Part of a data file
---------------
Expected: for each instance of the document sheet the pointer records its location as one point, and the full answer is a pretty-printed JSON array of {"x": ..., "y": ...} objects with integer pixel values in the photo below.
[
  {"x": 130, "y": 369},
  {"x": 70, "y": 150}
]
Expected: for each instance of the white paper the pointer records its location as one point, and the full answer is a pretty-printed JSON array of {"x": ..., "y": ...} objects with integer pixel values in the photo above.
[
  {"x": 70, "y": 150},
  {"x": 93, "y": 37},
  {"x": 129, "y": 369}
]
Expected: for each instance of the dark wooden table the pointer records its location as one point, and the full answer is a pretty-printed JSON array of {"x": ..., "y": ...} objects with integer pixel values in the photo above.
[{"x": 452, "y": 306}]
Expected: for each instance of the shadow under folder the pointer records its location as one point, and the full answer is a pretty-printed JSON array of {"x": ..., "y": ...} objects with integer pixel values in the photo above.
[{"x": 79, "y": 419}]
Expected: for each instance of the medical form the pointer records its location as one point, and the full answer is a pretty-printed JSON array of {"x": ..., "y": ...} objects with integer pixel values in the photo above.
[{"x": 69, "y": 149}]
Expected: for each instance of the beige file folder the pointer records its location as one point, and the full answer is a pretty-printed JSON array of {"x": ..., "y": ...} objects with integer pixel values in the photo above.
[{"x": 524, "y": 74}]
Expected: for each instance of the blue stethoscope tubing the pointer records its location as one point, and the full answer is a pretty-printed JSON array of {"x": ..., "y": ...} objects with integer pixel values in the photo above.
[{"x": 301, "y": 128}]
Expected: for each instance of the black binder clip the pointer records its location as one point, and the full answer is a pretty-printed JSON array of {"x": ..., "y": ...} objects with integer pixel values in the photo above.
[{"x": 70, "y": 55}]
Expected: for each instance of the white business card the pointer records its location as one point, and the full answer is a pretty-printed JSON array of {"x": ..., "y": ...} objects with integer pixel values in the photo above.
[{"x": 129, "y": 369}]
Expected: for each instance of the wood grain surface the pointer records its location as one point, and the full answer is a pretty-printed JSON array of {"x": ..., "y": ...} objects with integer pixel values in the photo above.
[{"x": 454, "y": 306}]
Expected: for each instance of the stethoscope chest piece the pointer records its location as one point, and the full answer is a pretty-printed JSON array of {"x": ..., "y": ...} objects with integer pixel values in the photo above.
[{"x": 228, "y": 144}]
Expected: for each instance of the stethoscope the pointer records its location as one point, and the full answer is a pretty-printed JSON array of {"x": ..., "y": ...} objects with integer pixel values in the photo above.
---------------
PROBLEM TO WORK ON
Exactly as written above, please repeat the entries.

REPLY
Expected: for each instance of the document sheet the pointer records its location as one point, and the full answer is a pretty-printed JSON array of {"x": ..., "y": ...} objects with integer pixel values in the photo below.
[
  {"x": 130, "y": 369},
  {"x": 70, "y": 150}
]
Expected: for each instance of the white paper the pointer records its location as one point, and the full answer is a pretty-printed JSON array of {"x": ..., "y": ...} objects with integer pixel values in the photo above.
[
  {"x": 70, "y": 150},
  {"x": 93, "y": 37},
  {"x": 129, "y": 369}
]
Expected: for each instance of the dark wooden table the pointer records its location as one point, and the full answer is a pretty-printed JSON array of {"x": ..., "y": ...} objects with integer pixel values in the photo above.
[{"x": 452, "y": 306}]
Expected: for each instance of the shadow under folder the pointer records its location as one point, and the full answer is a pretty-printed JSON array of {"x": ..., "y": ...} objects with integer pixel values in the photo above.
[{"x": 79, "y": 419}]
Expected: for each instance of the medical form the pointer records its location as one point, and the full answer is a pretty-printed JSON array of {"x": ..., "y": ...} objects with integer pixel values in the photo above.
[{"x": 69, "y": 149}]
Expected: for each instance of the beige file folder the pointer records its location as one point, and the full answer is a pretty-printed JSON array of {"x": ..., "y": ...} objects with integer pixel values in the photo above.
[{"x": 524, "y": 74}]
Expected: for each instance of the blue stethoscope tubing the pointer records its location as one point, and the full answer is a pretty-printed JSON array of {"x": ..., "y": ...} objects with integer pixel values in the photo above.
[{"x": 301, "y": 128}]
Expected: for each instance of the black binder clip the pointer records its location as one point, and the full answer is a pretty-printed JSON array of {"x": ..., "y": ...} objects with integer pixel values in the photo above.
[{"x": 70, "y": 55}]
Expected: for each instance of the white business card the pointer records its location as one point, and the full answer is a pretty-printed JSON array of {"x": ..., "y": ...} objects with integer pixel values in the photo above.
[{"x": 129, "y": 369}]
Expected: for each instance of the wood grain surface the pointer records its location as one point, and the full answer is a pretty-printed JSON array of {"x": ..., "y": ...} objects with integer pixel values in the photo above.
[{"x": 454, "y": 306}]
Expected: for each instance of the stethoscope chest piece the pointer records its location as one point, and the full answer is a pretty-printed JSON array of {"x": ..., "y": ...} objects with integer pixel values in the photo above.
[{"x": 228, "y": 144}]
Expected: for each instance of the stethoscope the pointer records its location as one point, and the full answer is a pretty-printed JSON array of {"x": ..., "y": ...} objects with integer pixel values in the photo above.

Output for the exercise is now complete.